_Input data_
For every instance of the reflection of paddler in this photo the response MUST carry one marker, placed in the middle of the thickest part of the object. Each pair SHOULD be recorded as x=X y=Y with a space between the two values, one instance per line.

---

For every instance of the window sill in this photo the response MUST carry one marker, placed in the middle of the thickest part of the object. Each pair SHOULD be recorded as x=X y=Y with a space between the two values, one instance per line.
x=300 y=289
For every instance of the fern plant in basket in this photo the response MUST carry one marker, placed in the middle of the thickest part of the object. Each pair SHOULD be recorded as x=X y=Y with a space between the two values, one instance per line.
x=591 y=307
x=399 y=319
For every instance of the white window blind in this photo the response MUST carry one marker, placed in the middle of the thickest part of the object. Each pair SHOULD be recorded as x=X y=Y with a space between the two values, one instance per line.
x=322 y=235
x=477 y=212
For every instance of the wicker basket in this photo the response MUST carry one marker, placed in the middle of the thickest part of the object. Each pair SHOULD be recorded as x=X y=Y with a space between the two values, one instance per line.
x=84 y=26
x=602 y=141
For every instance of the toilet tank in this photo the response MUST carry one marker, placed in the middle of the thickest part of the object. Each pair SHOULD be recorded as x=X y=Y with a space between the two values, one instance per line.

_The task_
All that is needed is the exact run of lines above from the line containing "For every instance of the wicker" through the line containing "For every instance of the toilet", both of them included.

_Solution below_
For every instance of the wicker basket in this photo the response MUST carry one marker, placed in the middle of the thickest part of the object. Each pair SHOULD be recorded as x=X y=Y with a space between the two values, one instance per line.
x=84 y=26
x=602 y=141
For every instance of the toilet tank in this photo the response MUST carry one marker, placed in the middle of the thickest part of the object. Each pair SHOULD be recorded as x=X y=Y with a space between the two values, one instance per line.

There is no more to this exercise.